- SELECTED TEXT
----

Now I believe (perhaps others disagree) that God is both rational and He does not contradict Himself in his actions. In some games, while one player plays by the rules, another player may cheat or try to change the rules or do things to get past the rules of the game. The issue here would be if God designs the rules of the game, that since He does not contradict Himself (and He is perfectly consistent with both his character and His own intentions) He will not contradict the very rules which He has set up. To use another analogy, if a designer designs something well, say, exactly according to his intended specifications, designs something perfectly, that designer will not later come along and then tweak or change the design. Only an “incompetent designer” would do such a thing. Now I assume that God, contrary to the “incompetent designer,” is an extremely competent designer (i.e. whatever he had in mind for X when designing X is exactly what X will be).

----

- GIVEN TASK 1
In the rows, reproduce the part that opens with the line containing "left hand in the photo above." and closes with the line containing "(1060, 359)", including both of those lines.
The rows below have no connection to the passage about God as a designer.

- INPUT DATA
----

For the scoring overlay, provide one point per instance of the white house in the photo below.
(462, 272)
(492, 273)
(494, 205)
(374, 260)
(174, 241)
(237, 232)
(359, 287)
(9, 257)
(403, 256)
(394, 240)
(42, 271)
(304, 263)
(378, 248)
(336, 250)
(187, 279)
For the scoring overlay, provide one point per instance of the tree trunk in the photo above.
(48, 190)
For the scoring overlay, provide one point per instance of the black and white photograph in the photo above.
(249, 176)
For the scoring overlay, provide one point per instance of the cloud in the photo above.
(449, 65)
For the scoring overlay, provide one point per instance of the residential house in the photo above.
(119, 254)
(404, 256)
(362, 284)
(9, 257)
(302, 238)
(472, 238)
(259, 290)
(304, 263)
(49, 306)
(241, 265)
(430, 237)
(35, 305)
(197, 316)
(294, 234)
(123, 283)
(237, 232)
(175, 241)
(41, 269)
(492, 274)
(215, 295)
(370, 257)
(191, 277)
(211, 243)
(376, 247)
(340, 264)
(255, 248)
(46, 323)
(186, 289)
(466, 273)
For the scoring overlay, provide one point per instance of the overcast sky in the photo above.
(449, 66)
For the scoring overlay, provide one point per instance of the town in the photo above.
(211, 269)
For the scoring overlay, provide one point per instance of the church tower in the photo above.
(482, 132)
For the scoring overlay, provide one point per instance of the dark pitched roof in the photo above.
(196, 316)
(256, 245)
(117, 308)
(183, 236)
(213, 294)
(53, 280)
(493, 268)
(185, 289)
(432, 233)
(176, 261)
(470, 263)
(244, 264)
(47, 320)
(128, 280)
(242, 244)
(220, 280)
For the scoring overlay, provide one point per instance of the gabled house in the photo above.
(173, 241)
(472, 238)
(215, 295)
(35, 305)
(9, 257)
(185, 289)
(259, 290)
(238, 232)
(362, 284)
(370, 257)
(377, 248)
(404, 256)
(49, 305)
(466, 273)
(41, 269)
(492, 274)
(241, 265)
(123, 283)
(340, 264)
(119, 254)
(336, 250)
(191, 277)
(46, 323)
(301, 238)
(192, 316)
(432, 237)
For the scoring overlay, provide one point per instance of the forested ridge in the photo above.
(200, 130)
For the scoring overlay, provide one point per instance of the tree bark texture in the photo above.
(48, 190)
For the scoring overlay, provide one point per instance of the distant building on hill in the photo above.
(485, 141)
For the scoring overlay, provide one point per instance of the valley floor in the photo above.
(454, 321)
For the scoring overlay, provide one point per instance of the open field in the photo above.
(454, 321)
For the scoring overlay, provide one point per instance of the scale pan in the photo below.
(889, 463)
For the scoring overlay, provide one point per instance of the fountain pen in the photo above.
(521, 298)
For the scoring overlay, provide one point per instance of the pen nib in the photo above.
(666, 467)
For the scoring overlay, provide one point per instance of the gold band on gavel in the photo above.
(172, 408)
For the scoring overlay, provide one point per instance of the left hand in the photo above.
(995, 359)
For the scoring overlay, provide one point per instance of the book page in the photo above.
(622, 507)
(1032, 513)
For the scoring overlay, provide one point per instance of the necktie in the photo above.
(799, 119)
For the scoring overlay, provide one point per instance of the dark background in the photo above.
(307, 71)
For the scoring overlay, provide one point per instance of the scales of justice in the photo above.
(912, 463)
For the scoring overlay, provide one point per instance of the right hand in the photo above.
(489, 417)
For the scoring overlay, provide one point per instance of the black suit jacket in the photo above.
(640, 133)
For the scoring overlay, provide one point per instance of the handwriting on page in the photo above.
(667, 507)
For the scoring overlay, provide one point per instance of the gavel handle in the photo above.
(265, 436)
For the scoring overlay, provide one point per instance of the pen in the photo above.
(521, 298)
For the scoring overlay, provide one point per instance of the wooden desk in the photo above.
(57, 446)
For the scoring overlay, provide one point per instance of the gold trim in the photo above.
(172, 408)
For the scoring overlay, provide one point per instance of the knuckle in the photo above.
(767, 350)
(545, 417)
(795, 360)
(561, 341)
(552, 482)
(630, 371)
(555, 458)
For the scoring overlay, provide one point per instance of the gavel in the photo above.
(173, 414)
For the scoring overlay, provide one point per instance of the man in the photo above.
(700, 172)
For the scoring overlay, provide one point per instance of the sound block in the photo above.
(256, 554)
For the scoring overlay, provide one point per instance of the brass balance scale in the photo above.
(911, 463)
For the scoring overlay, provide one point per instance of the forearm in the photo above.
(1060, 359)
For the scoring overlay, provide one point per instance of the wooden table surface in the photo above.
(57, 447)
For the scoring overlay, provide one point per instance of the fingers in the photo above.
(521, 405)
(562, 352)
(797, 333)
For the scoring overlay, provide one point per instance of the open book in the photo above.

----

- GIVEN TASK 2
According to the passage about God as a designer, what kind of designer would later come along and tweak or change a design?

- TASK RESPONSE 1
For the scoring overlay, provide one point per instance of the left hand in the photo above.
(995, 359)
For the scoring overlay, provide one point per instance of the book page in the photo above.
(622, 507)
(1032, 513)
For the scoring overlay, provide one point per instance of the necktie in the photo above.
(799, 119)
For the scoring overlay, provide one point per instance of the dark background in the photo above.
(307, 71)
For the scoring overlay, provide one point per instance of the scales of justice in the photo above.
(912, 463)
For the scoring overlay, provide one point per instance of the right hand in the photo above.
(489, 417)
For the scoring overlay, provide one point per instance of the black suit jacket in the photo above.
(640, 133)
For the scoring overlay, provide one point per instance of the handwriting on page in the photo above.
(667, 507)
For the scoring overlay, provide one point per instance of the gavel handle in the photo above.
(265, 436)
For the scoring overlay, provide one point per instance of the pen in the photo above.
(521, 298)
For the scoring overlay, provide one point per instance of the wooden desk in the photo above.
(57, 446)
For the scoring overlay, provide one point per instance of the gold trim in the photo above.
(172, 408)
For the scoring overlay, provide one point per instance of the knuckle in the photo above.
(767, 350)
(545, 417)
(795, 360)
(561, 341)
(552, 482)
(630, 371)
(555, 458)
For the scoring overlay, provide one point per instance of the gavel in the photo above.
(173, 414)
For the scoring overlay, provide one point per instance of the man in the photo above.
(700, 172)
For the scoring overlay, provide one point per instance of the sound block in the photo above.
(256, 554)
For the scoring overlay, provide one point per instance of the brass balance scale in the photo above.
(911, 463)
For the scoring overlay, provide one point per instance of the forearm in the photo above.
(1060, 359)

- TASK RESPONSE 2
Only an "incompetent designer" would do that.